CUDA implemantation of numerical algorithms

Abstract:

In order to benefit from recent technologies of GPGPU that allow significant speedup in numerical computation, this proposal aims at porting the main SciLab algorithms (LU decomposition, FFT, eigenvalues computation...) to CUDA architecture, so that the software can use the GPU to do its computation.

Various details : -A new type will be introduced, "GPU Matrix", used for optimised interaction with the GPU.

Goals :

- As there will be a new type, the "elementary" operation will be implanted :

gpuAdd
gpuMult
exp
ln
cos
sin
^
toGPU (transfer matrix from host memory to GPU memory)
fromGPU(transfer from GPU to host)

So the user will be able to build matrix from operation. This should take ~a month

- Following functions in scilab will be "ported", prefixed with gpu- :

lu
inv
det
qr
chol
hess
det
lsq

That means a new toolbox will ship with functions gpulu, gpuinv, gpudet, gpuqr...

Extended use of the cublas library (proved to work with SciLab at the moment of writing), copy/paste of Fortran code with workaround when necessary (for instance, it's not possible to use value from gpu memory straight forward). As Cublas, Fortran and SciLab work with Column-Major Matrix, it will make the task a little easier.

- Some functions from FFTW library will be ported, some investigation need to be done at the moment of writing to make a planning.

Limitations (at least for the first release) :

It will only support one GPU per SciLab process* (ie if you have 2 GPU, only one will be used if you launch a lone instance of SciLab, and both of them will be used if you launch 2 time SciLab). As double is the "core" precision for SciLab, every function will work at double precision. The targeted required CUDA version is 1.1 (G92, ie from GeForce 8400, with noticeable exception of 8800 GTS and 8800 GTX). No special optimisation for integrated chipset (ie no ZeroCopy feature).

Student time line

See here for the Google Summer of Code planning.

*If everything work as planned...

━━━━━━

THE TASK:
In the CUDA proposal above, why is the porting work expected to be a little easier? Answer in one to three sentences.

INFORMATION SUPPLIED:
━━━━━━

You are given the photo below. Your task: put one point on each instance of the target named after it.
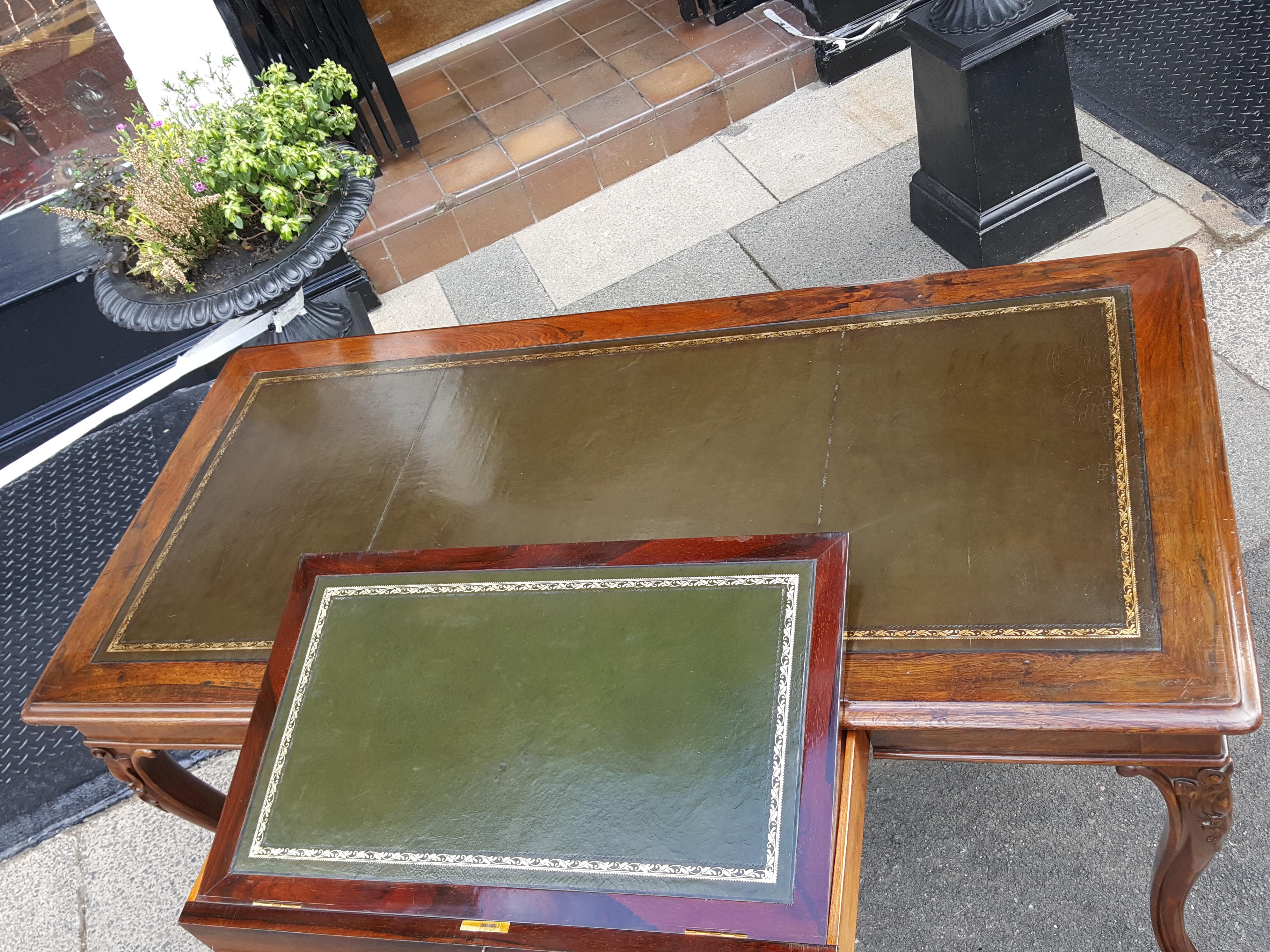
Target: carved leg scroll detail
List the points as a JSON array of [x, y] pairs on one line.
[[1199, 817], [162, 783]]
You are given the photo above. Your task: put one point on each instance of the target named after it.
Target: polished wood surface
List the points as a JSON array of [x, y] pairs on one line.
[[1165, 710], [849, 840], [1203, 681], [1201, 810], [544, 918]]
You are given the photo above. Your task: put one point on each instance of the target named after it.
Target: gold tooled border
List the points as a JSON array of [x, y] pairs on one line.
[[591, 866], [1131, 629]]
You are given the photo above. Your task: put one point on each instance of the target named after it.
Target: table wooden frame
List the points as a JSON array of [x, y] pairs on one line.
[[430, 912], [1164, 714]]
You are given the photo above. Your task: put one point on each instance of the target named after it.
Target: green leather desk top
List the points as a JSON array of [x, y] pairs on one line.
[[615, 730], [986, 460]]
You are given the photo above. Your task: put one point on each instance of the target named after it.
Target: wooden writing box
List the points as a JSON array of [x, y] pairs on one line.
[[576, 747]]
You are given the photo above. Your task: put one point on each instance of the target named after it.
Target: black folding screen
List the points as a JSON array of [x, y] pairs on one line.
[[302, 33]]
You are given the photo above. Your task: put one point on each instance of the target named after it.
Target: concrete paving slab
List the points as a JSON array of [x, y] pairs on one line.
[[139, 865], [1227, 220], [800, 141], [1246, 424], [640, 221], [1120, 191], [496, 284], [218, 771], [849, 230], [1157, 224], [717, 267], [880, 98], [416, 305], [40, 897], [1237, 299]]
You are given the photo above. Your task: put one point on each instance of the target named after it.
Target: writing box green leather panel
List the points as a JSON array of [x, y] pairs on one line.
[[620, 730]]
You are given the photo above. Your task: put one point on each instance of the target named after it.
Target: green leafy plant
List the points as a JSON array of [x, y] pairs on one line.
[[153, 198], [258, 163], [271, 153]]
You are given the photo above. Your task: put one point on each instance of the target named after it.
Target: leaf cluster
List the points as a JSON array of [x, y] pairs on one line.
[[272, 154]]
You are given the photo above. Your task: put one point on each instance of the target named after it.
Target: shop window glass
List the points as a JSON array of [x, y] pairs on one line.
[[62, 88]]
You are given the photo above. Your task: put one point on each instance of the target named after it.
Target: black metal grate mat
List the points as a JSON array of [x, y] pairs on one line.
[[1187, 79], [59, 526]]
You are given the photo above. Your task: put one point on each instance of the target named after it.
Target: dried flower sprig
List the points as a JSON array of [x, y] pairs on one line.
[[171, 228]]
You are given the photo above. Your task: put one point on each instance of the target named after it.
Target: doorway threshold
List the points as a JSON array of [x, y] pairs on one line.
[[474, 36]]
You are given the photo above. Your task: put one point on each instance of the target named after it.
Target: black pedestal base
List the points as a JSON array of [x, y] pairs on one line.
[[1014, 230], [1003, 173], [337, 314]]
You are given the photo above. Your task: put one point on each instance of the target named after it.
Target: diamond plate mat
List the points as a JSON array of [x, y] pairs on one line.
[[59, 526], [1187, 79]]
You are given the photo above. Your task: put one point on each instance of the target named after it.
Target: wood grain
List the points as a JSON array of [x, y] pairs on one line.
[[228, 904], [1202, 682]]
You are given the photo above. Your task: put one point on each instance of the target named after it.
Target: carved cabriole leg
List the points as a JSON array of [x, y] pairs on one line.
[[1199, 818], [162, 783]]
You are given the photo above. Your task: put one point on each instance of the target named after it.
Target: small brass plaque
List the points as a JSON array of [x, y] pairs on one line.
[[480, 926]]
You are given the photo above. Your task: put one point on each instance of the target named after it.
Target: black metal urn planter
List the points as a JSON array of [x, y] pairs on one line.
[[332, 315]]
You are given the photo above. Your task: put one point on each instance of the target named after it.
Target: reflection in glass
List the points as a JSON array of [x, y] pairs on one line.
[[62, 88]]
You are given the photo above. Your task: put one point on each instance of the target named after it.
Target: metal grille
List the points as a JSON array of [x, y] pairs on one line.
[[59, 526], [1187, 79], [1213, 54]]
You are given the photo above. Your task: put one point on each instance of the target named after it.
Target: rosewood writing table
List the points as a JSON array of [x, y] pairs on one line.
[[440, 753], [1029, 461]]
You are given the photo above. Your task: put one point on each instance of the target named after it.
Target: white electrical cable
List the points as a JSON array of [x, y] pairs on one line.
[[220, 342], [851, 39]]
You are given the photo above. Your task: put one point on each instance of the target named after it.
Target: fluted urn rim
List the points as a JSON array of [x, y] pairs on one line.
[[974, 16]]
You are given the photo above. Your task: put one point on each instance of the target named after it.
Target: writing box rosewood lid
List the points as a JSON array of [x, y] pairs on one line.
[[559, 747]]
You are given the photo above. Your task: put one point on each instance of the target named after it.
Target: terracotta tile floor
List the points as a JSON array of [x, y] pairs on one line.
[[526, 122]]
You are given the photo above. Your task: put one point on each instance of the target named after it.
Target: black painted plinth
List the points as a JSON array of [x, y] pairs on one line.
[[1003, 174], [832, 67]]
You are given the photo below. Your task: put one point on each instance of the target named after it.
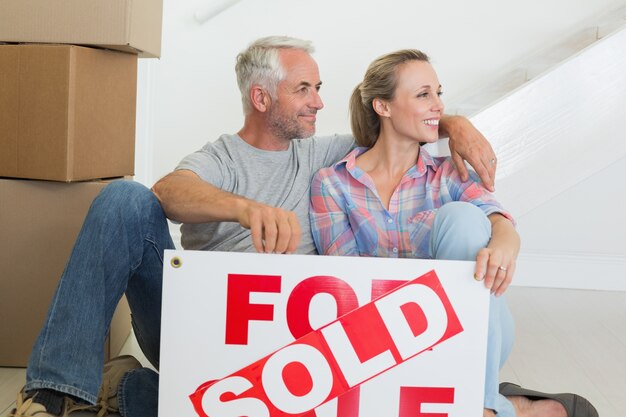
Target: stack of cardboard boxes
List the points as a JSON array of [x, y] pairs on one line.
[[68, 85]]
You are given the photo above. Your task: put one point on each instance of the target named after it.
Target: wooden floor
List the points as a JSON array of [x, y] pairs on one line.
[[567, 341]]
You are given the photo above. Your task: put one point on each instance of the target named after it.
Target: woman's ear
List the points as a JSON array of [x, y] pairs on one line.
[[259, 98], [381, 107]]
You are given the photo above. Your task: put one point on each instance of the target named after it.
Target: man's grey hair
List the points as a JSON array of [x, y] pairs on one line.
[[259, 64]]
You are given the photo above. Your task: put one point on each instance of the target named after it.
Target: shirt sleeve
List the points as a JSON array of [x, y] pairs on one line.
[[210, 165], [330, 226]]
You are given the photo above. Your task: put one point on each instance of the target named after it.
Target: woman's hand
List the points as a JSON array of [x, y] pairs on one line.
[[496, 263]]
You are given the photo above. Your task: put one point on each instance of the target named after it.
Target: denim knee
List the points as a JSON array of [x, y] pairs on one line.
[[460, 230]]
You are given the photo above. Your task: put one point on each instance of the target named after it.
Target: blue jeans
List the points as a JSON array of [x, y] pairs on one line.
[[119, 250], [460, 230]]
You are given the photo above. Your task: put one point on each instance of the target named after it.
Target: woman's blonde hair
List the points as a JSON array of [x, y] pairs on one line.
[[379, 82]]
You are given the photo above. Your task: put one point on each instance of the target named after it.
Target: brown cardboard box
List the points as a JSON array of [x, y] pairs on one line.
[[128, 25], [39, 222], [67, 113]]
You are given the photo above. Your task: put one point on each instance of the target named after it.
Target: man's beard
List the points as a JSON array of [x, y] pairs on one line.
[[285, 127]]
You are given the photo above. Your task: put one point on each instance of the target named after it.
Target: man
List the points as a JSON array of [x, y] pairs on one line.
[[245, 192]]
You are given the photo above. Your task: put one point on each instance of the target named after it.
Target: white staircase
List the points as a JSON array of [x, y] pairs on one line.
[[558, 127]]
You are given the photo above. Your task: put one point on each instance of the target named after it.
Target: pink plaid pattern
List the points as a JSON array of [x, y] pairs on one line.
[[348, 218]]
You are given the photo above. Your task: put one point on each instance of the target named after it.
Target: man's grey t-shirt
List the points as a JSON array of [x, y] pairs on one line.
[[276, 178]]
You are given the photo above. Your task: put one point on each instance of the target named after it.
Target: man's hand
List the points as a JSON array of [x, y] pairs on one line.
[[274, 230], [467, 143]]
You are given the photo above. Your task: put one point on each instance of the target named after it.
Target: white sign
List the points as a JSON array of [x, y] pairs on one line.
[[258, 335]]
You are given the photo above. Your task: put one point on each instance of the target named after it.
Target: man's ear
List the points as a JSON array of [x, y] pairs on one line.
[[260, 98], [381, 107]]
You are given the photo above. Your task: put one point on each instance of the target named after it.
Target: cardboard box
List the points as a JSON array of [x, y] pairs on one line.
[[127, 25], [67, 113], [39, 222]]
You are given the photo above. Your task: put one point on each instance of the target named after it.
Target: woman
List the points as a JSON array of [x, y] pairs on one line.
[[390, 198]]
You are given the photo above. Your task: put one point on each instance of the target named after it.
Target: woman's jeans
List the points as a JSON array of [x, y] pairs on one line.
[[460, 230], [120, 250]]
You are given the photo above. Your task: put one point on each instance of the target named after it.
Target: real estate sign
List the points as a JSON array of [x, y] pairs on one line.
[[262, 335]]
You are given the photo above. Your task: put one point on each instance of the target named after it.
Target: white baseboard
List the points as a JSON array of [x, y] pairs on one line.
[[571, 270]]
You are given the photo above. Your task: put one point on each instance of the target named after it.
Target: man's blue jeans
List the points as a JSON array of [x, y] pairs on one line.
[[119, 250], [460, 230]]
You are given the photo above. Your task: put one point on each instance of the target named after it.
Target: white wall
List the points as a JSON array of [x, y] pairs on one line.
[[190, 96]]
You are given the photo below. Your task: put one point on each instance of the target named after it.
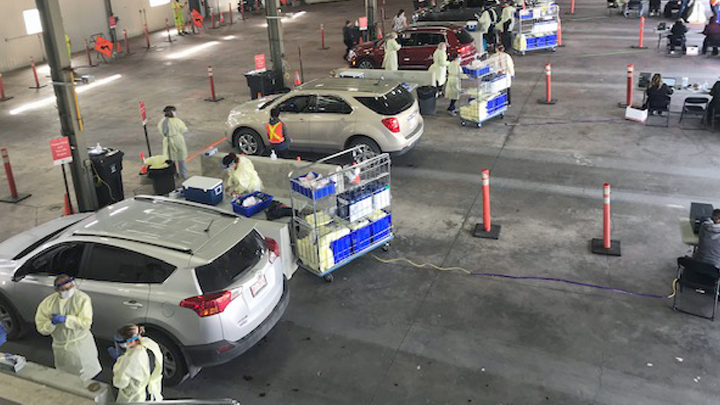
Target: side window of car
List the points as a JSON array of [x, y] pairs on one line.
[[295, 104], [60, 259], [118, 265], [331, 104]]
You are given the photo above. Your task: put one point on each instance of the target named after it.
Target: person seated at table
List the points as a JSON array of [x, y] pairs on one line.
[[677, 36], [658, 95], [708, 249], [712, 35]]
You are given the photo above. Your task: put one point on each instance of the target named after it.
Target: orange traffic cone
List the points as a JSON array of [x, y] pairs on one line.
[[67, 209]]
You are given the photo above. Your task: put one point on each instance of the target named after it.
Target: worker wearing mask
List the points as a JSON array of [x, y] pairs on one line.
[[172, 130], [138, 372], [66, 315], [390, 61], [439, 66], [240, 177], [454, 87]]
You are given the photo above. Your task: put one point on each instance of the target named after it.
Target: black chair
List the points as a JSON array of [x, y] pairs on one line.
[[694, 107], [702, 277]]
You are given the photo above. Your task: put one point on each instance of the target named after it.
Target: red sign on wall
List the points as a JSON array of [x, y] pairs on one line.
[[60, 149], [260, 62]]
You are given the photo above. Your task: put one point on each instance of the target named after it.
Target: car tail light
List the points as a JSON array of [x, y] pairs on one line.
[[273, 248], [208, 304], [392, 124]]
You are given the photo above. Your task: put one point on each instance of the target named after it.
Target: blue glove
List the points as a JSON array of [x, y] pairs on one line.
[[114, 352], [57, 318]]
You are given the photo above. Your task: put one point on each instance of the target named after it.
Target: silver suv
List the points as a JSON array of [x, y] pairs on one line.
[[204, 283], [333, 114]]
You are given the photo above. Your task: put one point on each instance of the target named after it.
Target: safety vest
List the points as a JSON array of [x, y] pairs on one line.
[[275, 133]]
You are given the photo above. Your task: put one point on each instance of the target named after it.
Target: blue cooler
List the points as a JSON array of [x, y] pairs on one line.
[[203, 190]]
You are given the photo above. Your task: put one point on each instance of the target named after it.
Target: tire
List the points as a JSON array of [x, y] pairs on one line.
[[372, 147], [10, 320], [175, 368], [365, 63], [248, 142]]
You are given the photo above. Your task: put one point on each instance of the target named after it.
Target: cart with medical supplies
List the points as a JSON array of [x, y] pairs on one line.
[[342, 216], [536, 27], [487, 95]]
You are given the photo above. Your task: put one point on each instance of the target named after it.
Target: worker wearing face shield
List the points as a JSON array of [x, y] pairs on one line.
[[138, 371], [67, 315]]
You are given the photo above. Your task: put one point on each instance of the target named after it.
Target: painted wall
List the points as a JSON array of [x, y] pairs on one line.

━━━━━━

COMPLETE ANSWER:
Cublas, Fortran and SciLab all work with column-major matrices. The proposal says this will make the task of porting the functions a little easier.